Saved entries
++++++++++++++++++++
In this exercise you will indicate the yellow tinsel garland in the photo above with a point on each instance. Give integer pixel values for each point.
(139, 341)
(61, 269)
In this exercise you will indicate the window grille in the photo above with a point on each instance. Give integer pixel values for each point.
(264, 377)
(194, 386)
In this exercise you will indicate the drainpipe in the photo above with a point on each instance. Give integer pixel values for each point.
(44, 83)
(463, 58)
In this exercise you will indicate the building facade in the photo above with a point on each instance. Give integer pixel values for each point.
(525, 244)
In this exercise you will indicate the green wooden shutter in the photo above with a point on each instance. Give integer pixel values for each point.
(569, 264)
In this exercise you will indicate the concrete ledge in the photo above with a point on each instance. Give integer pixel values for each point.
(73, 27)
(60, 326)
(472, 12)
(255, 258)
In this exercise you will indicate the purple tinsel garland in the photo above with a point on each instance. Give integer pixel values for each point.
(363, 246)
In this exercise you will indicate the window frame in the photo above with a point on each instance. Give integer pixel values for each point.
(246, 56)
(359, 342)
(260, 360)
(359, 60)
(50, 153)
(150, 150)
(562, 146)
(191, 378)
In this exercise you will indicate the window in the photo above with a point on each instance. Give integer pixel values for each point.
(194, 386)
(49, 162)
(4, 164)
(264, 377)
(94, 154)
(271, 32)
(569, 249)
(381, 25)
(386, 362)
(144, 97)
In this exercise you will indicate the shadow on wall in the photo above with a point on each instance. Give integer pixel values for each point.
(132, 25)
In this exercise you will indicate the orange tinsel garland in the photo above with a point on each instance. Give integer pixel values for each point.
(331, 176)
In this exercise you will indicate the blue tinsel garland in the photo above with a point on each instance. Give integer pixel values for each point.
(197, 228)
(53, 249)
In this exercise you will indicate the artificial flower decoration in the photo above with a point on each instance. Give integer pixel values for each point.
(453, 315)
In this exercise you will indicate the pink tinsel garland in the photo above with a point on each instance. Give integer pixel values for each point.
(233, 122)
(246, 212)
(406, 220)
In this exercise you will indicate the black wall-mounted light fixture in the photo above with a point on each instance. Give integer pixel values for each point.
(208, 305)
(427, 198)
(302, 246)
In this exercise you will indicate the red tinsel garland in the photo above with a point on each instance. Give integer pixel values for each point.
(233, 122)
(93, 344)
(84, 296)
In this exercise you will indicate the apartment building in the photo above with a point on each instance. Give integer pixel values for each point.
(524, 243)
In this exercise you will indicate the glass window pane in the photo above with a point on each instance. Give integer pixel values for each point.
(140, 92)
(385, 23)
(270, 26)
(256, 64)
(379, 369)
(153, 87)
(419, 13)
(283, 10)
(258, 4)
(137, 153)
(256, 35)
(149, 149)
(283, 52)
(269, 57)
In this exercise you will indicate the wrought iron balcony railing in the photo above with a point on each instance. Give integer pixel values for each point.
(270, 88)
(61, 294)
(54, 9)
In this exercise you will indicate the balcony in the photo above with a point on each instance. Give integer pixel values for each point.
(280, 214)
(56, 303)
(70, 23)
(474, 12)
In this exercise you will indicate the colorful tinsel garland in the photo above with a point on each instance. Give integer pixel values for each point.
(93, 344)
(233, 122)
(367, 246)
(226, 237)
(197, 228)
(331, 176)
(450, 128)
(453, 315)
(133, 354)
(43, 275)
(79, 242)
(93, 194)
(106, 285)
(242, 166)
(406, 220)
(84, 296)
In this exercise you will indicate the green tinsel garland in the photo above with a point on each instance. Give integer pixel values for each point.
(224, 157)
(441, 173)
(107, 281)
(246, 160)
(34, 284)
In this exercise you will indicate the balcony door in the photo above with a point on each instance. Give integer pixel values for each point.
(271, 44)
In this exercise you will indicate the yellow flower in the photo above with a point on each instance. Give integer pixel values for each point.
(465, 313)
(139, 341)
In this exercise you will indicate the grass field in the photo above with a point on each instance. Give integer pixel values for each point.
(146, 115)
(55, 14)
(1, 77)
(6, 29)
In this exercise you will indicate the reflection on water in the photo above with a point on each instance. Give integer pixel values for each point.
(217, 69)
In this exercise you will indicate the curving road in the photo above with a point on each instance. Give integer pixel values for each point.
++++++++++++++++++++
PROBLEM
From the line containing "In this exercise you will indicate the green tinsel" to the last line of the material, please quote every line exactly and only those.

COMPLETE ANSWER
In this exercise you will indicate the green tinsel garland in the photo above with a point on each instance. Give integer pixel values for each point.
(224, 157)
(441, 173)
(107, 281)
(246, 160)
(34, 284)
In this exercise you will indicate the balcony door in the photo above with a point on each instance. Give integer pixel values for each point.
(271, 44)
In this exercise you will indicate the yellow flower in the photo above with a point on each instance. Give integer pixel values for each point.
(465, 313)
(139, 341)
In this exercise you will indicate the grass field in the photo above with a point on each instance. Give integer pixel values for each point.
(146, 115)
(55, 14)
(1, 77)
(6, 29)
In this exercise you will indicate the reflection on water in the photo above with a point on each instance. Give integer pixel values for each point.
(217, 69)
In this exercise you will indicate the curving road in the photo above with a point on each instance. Give integer pixel values for each point.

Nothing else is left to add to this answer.